# taz.de -- Kommentar Drogenkrieg in Mexiko: Ein Boss ist nicht genug
       
       > Mexikos Polizei hat einen der meist gesuchten Drogenbosse des Landes
       > verhaftet. Doch das reicht im eskalierenden Drogenkrieg nicht aus.
       
       Mexikos Polizei hat einen der meistgesuchten Drogenbosse des Landes
       verhaftet. Das müsste eine gute Nachricht sein. Doch im eskalierenden
       Drogenkrieg Mexikos hält sie bestenfalls einen Nachmittag vor. Denn die
       Drogenkartelle haben sich in ihrer Struktur und ihren Geldflüssen längst
       modernen Wirtschafts- oder Finanzunternehmen angenähert, sie ähneln kaum
       noch früheren, patriarchalisch organisierten Mafiaclans. Innerhalb dieser
       Kartelle aber ist jeder zu ersetzen. Schon bald wird also ein Neuer an die
       Stelle von Edgar Valdez Villareal gerückt sein.
       
       Das Geschäft mit den Drogen ist in ganz Mittelamerika ein zentrales Problem
       - nicht nur wegen der ausufernden Gewalt, die allein in Mexiko täglich
       mehrere dutzend Tote fordert. In manchen Ländern, allen voran El Salvador
       und Guatemala, haben sich Narcos und traditionelle Machtelite längst zu
       einer Regentschaft aus Gewalt und Korruption verbündet, die weder für
       Rechtsstaat noch Demokratie viel Raum lässt.
       
       Die Linke hat das Drogenproblem lange unterschätzt: Sie sah darin bloß
       einen Vorwand, Militäreinsätze der USA zu rechtfertigen. Doch wo
       Drogenmillionen mehr bewirken als staatliche Etats und alles
       zivilgesellschaftliche Engagement zusammen, da ist eine demokratische
       Entwicklung unmöglich.

*Anweisung*
Setze den Kommentar zum Drogenkrieg in Mexiko im Anschluss an seinen letzten Satz fort.

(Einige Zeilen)
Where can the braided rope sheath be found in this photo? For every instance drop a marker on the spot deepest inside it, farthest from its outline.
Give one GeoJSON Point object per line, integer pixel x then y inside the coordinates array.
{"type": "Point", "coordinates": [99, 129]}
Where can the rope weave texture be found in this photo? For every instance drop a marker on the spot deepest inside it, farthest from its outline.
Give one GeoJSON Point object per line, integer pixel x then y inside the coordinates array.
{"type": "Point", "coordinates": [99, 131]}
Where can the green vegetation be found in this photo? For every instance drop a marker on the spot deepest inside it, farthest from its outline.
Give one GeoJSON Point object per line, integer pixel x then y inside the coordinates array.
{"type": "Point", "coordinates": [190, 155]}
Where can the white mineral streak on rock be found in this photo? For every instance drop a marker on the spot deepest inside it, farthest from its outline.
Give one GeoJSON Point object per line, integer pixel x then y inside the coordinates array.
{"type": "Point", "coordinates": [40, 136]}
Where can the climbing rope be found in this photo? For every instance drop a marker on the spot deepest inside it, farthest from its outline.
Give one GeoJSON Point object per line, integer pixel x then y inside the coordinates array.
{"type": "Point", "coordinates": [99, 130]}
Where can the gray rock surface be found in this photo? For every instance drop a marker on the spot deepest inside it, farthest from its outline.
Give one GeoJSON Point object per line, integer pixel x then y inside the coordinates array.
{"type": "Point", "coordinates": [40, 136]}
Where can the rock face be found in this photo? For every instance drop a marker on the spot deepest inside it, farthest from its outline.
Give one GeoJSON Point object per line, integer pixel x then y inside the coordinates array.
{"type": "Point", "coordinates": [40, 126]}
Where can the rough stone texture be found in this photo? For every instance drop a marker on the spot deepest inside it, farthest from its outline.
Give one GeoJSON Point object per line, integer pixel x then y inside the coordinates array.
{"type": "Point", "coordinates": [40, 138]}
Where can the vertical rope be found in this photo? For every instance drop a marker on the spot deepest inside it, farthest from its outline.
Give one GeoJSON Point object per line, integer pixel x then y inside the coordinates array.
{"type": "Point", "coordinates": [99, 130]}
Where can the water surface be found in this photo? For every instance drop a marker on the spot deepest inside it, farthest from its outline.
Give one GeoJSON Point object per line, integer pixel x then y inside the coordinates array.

*Antwort zur Aufgabe*
       Warum aber macht sich, wer sonst alles nur aus fairem Handel kauft, keine
       Gedanken darüber, unter welchen Bedingungen sein Haschisch oder Koks
       produziert wird? Drogenhandel vereint alles, was Kapitalismus in seiner
       brutalsten Form ausmacht: Profitgier, Skrupellosigkeit, Gewalt. Kampf gegen
       Drogenhandel ist daher auch ein Kampf für Demokratie.
       
       Bloß: So wird er nicht geführt. Der mexikanische Einsatz des Militärs hat
       mehr zur Eskalation des Konflikts als zur Schwächung der Kartelle
       beigetragen. Die USA schicken jetzt zwar Drohnen an die Grenze, aber
       umfangreiche Präventivprogramme gegen den zunehmenden Drogenkonsum im
       eigenen Land fehlen weiter. Und die globale Finanzwelt gibt sich kaum Mühe,
       Drogengelder aus ihrem Geschäft herauszuhalten.
       
       Eine komplette Legalisierung zumindest weicher Drogen würde einen Teil des
       Marktes trockenlegen. Sie wird in den USA und Europa aber - trotz wichtiger
       Fürsprecher aus Lateinamerika - nicht einmal in Erwägung gezogen. So ist
       der Kampf nicht zu gewinnen. Und ein verhafteter Capo ist dafür einfach zu
       wenig.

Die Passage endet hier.